CHALLENGE
Count how many lines of the records below contain the word "concrete". Reply with that number alone.

MATERIAL FOR THE TASK
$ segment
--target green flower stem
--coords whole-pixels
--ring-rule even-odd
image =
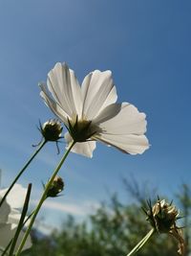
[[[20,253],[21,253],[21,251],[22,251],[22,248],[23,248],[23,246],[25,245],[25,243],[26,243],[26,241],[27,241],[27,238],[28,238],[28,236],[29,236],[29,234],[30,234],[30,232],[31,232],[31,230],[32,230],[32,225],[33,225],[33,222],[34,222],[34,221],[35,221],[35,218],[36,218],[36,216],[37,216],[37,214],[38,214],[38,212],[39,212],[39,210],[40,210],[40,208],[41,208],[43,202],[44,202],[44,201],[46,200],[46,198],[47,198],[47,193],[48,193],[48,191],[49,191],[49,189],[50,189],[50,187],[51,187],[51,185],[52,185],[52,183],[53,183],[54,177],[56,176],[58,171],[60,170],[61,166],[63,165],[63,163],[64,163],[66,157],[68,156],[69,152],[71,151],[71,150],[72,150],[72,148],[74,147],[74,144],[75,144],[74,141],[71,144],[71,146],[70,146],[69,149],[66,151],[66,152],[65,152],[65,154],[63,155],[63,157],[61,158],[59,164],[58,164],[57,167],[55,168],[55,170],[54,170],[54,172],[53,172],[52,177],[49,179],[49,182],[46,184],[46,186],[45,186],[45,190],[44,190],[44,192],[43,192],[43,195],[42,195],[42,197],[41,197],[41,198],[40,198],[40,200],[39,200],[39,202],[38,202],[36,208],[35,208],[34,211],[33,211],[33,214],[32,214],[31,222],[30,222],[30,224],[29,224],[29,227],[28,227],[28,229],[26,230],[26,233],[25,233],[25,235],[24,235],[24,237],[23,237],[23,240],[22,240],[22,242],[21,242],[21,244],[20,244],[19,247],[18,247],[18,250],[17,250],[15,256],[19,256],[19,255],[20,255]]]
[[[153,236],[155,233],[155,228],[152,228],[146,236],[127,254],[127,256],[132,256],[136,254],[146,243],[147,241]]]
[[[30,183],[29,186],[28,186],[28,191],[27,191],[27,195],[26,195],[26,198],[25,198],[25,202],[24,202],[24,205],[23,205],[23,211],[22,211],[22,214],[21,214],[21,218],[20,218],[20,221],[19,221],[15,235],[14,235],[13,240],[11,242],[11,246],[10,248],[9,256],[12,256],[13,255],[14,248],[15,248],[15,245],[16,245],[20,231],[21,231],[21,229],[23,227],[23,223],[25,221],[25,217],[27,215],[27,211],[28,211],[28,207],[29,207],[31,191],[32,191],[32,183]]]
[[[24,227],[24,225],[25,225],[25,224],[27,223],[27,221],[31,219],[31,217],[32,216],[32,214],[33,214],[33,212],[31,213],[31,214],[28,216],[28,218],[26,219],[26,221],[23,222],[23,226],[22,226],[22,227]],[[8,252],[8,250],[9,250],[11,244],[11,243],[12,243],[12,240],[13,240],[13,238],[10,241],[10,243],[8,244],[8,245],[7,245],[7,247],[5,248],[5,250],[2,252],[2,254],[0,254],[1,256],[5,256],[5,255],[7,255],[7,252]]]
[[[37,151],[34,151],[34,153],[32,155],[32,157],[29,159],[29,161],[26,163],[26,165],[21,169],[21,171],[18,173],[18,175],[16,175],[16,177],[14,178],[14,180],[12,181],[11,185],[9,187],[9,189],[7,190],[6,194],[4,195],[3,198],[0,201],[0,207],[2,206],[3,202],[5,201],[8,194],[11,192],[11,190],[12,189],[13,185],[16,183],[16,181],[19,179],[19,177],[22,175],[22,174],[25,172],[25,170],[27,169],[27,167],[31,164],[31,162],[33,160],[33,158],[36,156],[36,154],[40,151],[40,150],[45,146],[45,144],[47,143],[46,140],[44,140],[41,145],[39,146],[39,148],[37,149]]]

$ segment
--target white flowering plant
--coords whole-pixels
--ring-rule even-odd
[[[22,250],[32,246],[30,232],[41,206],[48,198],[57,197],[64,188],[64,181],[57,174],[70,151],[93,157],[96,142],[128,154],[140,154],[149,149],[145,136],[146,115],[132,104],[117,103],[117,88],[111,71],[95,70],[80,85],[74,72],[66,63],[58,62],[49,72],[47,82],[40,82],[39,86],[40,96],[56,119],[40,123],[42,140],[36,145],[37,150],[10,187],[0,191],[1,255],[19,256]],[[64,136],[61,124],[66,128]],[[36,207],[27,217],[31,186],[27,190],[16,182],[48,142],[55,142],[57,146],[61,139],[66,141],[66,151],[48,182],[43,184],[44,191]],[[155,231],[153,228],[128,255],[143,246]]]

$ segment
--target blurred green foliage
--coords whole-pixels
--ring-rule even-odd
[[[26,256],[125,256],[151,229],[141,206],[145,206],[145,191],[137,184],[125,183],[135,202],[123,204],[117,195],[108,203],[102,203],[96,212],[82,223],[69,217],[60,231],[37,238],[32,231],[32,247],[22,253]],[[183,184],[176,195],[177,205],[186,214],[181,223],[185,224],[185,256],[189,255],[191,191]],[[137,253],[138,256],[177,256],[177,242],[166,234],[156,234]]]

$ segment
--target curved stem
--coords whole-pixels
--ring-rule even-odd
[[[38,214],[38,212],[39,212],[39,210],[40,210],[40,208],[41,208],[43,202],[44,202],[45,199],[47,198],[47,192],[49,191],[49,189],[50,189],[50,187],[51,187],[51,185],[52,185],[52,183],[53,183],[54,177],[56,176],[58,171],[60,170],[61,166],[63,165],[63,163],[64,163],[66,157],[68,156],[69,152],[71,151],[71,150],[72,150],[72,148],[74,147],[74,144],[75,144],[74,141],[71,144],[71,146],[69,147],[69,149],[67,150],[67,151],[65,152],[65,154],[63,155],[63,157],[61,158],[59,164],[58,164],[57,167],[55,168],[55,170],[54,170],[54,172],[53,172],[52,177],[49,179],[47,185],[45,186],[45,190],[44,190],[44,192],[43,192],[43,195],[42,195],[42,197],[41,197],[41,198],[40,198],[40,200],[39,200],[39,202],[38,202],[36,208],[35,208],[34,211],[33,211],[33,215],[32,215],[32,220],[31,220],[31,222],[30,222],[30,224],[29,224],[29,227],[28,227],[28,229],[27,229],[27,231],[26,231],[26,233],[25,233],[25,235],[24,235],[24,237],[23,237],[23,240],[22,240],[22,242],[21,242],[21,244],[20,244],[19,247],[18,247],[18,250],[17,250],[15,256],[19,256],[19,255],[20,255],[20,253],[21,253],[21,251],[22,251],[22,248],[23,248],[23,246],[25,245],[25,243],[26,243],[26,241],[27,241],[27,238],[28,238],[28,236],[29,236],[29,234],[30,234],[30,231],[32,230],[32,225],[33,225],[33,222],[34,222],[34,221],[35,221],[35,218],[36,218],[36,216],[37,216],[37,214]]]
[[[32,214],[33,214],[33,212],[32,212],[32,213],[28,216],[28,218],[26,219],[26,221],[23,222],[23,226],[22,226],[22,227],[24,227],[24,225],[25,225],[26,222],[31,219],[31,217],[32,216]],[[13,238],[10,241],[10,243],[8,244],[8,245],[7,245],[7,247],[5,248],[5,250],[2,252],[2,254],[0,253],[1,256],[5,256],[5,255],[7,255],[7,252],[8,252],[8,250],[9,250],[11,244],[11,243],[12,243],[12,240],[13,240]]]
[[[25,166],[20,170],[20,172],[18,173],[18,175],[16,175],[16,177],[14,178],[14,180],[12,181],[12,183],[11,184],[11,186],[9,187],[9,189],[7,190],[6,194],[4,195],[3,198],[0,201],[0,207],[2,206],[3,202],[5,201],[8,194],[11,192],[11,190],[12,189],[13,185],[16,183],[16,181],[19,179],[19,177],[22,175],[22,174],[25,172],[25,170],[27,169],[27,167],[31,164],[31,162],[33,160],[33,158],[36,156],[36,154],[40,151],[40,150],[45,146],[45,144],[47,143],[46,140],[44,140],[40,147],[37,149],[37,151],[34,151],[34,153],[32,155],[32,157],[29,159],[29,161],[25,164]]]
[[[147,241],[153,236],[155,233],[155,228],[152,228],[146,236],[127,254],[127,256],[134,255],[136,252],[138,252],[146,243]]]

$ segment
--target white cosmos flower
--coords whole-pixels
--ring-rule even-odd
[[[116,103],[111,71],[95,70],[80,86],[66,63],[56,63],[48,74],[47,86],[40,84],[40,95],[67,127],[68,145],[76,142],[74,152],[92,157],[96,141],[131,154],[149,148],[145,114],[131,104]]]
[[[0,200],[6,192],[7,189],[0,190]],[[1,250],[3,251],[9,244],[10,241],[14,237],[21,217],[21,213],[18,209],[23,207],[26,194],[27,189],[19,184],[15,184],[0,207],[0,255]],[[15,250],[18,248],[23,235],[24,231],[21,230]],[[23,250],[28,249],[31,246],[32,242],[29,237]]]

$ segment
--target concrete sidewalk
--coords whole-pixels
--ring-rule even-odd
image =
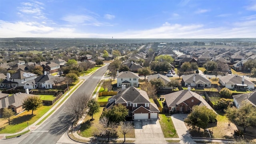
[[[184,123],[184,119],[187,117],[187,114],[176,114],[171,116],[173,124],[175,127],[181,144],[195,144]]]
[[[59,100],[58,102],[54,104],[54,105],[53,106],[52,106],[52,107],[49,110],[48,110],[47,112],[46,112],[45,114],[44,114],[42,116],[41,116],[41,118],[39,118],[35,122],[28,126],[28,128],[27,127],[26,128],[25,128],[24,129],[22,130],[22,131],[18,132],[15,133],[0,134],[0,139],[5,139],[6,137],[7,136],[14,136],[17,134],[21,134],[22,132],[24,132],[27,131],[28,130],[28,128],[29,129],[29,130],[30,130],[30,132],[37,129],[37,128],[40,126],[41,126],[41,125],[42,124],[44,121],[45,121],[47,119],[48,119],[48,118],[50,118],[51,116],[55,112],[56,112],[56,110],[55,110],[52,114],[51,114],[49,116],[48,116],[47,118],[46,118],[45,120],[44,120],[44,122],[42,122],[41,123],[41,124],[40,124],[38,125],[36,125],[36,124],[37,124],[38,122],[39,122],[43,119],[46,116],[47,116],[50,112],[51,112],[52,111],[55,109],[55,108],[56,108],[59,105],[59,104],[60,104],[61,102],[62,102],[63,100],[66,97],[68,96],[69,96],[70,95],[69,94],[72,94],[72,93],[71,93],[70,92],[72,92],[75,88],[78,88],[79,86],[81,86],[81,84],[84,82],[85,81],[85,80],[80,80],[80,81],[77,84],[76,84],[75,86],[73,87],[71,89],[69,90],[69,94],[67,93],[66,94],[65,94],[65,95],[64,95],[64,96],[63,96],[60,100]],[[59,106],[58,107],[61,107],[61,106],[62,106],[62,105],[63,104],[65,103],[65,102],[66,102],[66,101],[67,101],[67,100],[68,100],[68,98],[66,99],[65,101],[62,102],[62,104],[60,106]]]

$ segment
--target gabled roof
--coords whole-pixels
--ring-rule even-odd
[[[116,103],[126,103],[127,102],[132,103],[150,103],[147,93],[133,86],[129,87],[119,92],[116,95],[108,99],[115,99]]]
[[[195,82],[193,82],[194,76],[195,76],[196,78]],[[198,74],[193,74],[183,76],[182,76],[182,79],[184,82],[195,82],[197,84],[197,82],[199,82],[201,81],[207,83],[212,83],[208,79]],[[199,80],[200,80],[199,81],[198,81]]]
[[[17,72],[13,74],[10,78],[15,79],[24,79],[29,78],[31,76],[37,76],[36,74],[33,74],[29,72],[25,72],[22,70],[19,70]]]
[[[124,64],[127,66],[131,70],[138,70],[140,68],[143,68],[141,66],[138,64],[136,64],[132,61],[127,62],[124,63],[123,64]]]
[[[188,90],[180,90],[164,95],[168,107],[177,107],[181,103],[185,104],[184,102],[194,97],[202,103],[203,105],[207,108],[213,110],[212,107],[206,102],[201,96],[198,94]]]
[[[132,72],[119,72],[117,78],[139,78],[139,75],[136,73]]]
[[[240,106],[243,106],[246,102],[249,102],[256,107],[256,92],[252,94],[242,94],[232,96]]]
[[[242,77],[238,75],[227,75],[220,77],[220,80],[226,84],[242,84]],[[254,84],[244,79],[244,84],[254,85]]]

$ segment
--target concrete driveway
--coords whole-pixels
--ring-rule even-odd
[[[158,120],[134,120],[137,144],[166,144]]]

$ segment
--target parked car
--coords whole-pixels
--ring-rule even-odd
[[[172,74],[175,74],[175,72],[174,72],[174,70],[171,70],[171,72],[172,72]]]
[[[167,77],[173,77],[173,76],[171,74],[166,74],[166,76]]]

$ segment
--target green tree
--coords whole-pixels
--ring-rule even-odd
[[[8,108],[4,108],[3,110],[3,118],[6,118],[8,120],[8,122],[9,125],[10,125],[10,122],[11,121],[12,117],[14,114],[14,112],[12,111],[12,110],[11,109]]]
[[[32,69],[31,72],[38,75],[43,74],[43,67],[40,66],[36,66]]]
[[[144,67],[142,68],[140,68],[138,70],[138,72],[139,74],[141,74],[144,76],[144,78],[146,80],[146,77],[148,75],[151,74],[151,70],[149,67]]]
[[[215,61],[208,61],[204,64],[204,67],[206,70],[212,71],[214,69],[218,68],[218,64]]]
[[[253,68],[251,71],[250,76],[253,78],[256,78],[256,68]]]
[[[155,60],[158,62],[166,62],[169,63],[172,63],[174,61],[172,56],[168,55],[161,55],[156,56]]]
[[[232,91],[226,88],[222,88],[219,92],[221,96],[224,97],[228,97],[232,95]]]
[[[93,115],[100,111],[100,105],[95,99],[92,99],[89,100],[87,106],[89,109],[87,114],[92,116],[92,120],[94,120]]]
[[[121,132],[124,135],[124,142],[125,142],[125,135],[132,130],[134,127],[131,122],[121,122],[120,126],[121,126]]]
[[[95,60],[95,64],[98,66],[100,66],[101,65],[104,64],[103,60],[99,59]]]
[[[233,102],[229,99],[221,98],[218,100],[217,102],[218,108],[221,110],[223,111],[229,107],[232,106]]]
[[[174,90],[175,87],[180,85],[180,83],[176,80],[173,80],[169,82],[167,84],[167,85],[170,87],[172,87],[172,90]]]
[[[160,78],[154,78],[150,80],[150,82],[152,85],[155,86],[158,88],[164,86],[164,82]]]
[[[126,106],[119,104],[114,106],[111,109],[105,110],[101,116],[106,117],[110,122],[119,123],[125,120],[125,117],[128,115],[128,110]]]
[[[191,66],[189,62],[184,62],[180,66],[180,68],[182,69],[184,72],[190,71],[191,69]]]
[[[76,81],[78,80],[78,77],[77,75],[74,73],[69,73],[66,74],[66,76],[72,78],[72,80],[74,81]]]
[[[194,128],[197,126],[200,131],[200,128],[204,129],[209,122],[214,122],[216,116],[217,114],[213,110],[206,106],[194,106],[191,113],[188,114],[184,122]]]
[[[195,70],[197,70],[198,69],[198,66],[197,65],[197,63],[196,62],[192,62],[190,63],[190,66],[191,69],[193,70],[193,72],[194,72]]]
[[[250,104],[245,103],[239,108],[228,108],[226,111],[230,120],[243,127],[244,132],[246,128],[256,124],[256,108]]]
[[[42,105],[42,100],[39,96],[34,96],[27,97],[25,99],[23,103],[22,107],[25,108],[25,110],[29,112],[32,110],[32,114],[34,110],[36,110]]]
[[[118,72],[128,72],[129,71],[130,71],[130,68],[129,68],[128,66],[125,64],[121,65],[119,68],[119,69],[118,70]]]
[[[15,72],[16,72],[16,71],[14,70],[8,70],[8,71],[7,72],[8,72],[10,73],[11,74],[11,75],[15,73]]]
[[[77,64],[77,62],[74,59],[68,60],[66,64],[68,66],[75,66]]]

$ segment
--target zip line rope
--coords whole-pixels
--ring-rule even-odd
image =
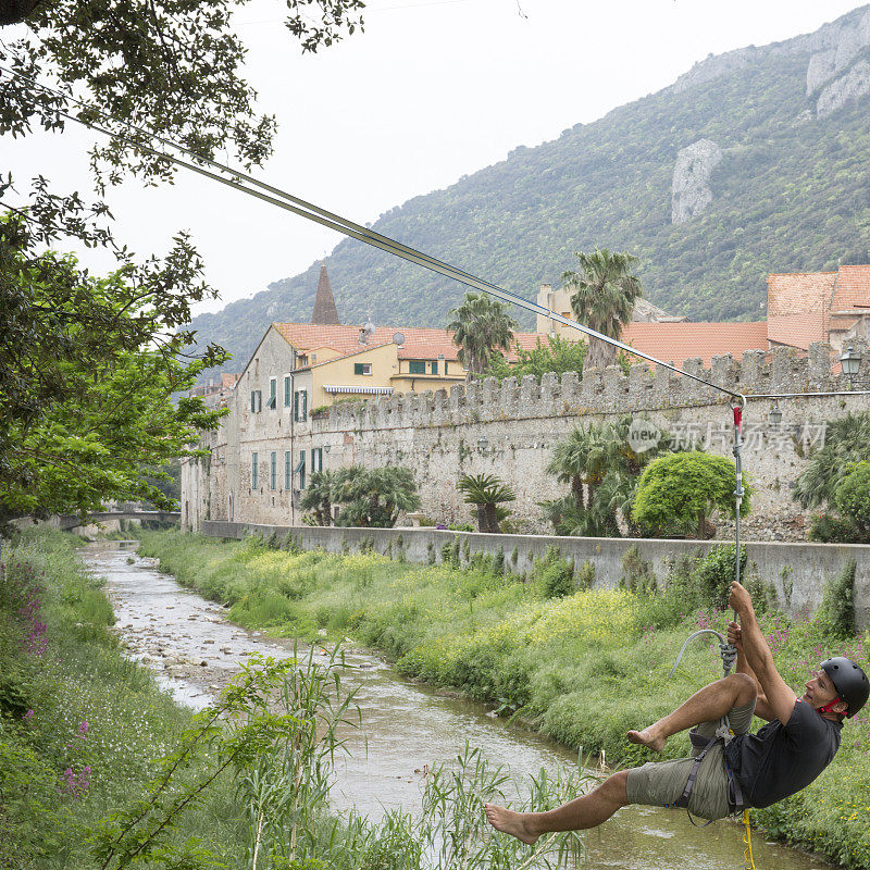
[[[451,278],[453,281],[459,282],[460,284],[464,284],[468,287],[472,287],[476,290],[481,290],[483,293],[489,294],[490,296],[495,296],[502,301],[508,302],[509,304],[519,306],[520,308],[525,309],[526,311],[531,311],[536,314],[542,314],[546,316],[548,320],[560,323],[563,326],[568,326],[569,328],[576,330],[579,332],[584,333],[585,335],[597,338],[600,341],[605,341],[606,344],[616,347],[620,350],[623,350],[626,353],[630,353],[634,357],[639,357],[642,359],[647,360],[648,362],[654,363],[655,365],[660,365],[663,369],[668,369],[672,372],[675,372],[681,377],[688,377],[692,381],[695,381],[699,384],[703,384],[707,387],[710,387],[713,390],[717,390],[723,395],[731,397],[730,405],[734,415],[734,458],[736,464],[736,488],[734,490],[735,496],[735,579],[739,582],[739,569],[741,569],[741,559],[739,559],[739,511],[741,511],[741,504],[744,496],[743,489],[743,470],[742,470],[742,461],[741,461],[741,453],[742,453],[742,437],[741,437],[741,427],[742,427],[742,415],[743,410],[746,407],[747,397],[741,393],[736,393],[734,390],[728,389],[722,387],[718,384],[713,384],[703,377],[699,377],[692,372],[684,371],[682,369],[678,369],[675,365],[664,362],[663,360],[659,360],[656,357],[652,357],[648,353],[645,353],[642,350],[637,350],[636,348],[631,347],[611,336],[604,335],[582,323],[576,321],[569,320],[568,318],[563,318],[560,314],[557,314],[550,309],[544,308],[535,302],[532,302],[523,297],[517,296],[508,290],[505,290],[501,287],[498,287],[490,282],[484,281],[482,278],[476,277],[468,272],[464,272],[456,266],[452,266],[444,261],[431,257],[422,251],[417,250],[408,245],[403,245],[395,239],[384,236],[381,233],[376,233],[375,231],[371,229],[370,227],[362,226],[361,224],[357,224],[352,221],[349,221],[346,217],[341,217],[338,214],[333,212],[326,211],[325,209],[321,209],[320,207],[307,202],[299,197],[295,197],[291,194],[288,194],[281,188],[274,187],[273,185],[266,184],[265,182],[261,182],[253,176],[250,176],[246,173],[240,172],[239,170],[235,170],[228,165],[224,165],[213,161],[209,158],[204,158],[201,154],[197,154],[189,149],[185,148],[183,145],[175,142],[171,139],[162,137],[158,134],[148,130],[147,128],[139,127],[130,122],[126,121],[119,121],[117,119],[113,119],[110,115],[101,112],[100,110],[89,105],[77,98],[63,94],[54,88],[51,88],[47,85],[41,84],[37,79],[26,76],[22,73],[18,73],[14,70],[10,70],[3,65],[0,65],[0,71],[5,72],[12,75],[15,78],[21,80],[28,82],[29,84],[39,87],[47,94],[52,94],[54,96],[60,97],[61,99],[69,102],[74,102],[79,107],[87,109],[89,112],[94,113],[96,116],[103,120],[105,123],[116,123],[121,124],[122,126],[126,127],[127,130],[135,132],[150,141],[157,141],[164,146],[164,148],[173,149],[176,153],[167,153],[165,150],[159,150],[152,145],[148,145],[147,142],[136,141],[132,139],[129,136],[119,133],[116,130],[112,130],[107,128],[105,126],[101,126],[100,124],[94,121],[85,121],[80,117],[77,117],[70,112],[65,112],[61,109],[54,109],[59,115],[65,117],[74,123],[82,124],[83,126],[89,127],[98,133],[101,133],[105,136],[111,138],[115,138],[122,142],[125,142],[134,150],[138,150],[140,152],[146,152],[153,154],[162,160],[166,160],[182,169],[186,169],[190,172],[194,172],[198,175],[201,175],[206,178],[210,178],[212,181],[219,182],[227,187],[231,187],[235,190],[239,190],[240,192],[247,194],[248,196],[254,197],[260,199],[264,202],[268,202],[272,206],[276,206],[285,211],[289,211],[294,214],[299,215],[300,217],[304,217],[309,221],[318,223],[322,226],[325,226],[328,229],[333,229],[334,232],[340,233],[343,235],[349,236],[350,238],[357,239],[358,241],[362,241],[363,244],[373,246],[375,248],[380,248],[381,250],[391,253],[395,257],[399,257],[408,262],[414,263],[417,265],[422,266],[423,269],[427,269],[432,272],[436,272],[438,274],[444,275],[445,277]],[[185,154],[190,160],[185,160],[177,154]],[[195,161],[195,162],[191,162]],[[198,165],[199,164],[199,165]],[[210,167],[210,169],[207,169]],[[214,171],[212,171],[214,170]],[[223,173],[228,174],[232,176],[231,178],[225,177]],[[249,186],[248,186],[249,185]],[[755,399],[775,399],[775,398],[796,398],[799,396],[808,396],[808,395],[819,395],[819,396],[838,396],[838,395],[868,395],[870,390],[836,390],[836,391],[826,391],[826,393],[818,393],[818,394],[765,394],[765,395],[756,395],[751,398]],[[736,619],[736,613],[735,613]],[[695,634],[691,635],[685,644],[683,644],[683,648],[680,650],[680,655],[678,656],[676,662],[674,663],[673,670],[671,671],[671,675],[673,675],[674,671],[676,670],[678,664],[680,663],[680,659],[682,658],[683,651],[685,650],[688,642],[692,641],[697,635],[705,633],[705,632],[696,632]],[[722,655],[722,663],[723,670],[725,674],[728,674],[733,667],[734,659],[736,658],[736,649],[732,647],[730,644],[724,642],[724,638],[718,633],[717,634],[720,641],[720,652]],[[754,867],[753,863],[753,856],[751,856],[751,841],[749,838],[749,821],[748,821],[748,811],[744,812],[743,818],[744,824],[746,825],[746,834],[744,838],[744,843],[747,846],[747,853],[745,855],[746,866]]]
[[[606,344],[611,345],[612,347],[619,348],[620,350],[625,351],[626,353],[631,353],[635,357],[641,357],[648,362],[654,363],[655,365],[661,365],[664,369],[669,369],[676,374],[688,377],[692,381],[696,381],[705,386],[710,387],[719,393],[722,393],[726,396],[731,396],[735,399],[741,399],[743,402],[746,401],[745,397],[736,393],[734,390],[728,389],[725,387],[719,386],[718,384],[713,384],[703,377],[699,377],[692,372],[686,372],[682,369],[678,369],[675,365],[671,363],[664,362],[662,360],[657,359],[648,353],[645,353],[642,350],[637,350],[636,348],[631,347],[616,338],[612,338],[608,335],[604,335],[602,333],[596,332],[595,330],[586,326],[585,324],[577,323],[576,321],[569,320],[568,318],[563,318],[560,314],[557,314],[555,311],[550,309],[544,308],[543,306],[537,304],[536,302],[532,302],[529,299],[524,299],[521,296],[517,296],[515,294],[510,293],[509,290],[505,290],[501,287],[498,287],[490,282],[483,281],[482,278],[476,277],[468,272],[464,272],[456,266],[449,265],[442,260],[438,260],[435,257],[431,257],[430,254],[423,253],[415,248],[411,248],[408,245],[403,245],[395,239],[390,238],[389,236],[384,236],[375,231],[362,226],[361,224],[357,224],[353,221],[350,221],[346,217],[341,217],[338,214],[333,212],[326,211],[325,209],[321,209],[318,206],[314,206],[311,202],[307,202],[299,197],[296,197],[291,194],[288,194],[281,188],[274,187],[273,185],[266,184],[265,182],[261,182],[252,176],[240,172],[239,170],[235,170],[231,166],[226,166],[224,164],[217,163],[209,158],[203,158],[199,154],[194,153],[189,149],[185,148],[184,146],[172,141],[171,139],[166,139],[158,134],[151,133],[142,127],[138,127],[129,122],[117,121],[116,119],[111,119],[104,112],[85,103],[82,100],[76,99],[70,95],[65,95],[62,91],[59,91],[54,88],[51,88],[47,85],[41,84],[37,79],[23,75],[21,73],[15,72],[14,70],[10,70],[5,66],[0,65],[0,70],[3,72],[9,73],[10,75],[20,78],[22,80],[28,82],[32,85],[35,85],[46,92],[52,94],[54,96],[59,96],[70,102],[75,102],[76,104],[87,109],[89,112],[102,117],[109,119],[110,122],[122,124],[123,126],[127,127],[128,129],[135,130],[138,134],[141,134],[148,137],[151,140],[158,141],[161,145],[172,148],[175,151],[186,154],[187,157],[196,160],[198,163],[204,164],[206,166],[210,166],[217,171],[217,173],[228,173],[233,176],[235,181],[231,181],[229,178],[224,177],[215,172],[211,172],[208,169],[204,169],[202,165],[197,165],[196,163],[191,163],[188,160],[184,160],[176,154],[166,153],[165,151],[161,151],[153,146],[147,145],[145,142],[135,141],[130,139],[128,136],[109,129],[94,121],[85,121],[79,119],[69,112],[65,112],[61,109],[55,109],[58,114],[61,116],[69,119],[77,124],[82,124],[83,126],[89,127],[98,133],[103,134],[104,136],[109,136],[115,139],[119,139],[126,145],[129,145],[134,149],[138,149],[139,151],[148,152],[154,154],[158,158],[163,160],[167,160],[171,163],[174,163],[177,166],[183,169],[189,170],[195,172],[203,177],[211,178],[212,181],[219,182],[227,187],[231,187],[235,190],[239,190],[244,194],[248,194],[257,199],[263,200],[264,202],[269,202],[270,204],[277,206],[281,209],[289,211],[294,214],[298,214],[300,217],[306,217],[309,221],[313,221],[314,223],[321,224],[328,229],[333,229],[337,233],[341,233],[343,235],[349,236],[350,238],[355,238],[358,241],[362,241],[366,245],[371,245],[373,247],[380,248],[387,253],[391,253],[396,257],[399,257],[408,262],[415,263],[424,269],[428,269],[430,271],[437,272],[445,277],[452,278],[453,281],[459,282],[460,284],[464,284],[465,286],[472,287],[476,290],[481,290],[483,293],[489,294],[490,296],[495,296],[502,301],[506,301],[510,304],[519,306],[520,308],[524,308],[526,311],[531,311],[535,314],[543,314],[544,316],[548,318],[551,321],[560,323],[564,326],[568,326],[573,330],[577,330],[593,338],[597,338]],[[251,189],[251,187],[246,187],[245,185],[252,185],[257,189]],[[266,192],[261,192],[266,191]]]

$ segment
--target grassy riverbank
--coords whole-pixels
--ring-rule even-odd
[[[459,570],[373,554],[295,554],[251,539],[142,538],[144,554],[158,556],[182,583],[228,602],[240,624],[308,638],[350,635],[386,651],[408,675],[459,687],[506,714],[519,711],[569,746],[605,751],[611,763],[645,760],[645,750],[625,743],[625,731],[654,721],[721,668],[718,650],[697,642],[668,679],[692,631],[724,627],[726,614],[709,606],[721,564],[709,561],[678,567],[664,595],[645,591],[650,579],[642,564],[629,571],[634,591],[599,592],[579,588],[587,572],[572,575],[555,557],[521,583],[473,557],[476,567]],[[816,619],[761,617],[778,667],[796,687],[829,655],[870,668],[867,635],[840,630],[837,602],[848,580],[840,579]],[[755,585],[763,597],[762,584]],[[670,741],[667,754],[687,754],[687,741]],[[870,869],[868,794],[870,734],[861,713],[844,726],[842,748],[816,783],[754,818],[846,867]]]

WRITTEN SOLUTION
2